■ YOUR TASK: Please repeat, exactly and with nothing extra, the line containing "Note: one point per instance of the hanging" and every line after it up to the end of the material.

■ MATERIAL FOR THIS TASK:
_ _ _ _
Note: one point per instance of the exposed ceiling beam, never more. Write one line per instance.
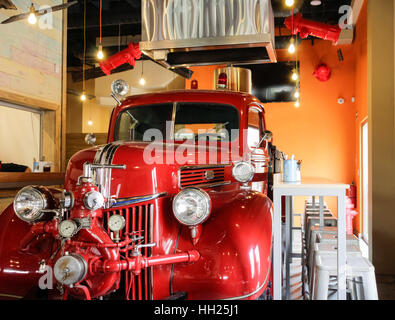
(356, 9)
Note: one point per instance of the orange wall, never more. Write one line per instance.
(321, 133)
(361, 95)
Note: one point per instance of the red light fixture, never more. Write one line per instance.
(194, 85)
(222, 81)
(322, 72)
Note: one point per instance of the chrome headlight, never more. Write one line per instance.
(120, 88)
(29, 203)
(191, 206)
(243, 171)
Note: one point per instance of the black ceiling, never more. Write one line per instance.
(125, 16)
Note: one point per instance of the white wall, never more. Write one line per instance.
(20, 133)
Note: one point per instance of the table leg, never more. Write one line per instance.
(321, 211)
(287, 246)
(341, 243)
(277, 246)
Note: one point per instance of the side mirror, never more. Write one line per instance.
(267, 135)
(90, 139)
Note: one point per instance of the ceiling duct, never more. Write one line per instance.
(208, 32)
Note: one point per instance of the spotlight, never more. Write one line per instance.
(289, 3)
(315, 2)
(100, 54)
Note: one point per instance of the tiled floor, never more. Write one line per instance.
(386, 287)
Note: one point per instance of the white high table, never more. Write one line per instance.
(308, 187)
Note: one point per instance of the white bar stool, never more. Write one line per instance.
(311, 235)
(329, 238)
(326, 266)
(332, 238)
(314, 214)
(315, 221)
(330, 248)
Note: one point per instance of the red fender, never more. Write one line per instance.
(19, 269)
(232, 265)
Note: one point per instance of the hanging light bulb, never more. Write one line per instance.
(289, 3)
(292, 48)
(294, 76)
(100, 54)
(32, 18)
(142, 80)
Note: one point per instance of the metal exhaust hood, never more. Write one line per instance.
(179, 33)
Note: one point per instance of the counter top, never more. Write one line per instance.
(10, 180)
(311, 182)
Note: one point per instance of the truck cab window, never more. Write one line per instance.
_ _ _ _
■ ANSWER FOR THE TASK:
Note: one point per instance of the hanging light bulb, never more. Write one line per instance.
(289, 3)
(292, 48)
(294, 76)
(100, 54)
(32, 18)
(142, 80)
Note: one point per instance of the metal exhaust hood, never more. Write one line per instance.
(179, 33)
Note: one point per instance of the counter top, never more. Write one line per instance.
(10, 180)
(311, 182)
Note: one point per instance of the truck cab window, never more. Write one line per instance.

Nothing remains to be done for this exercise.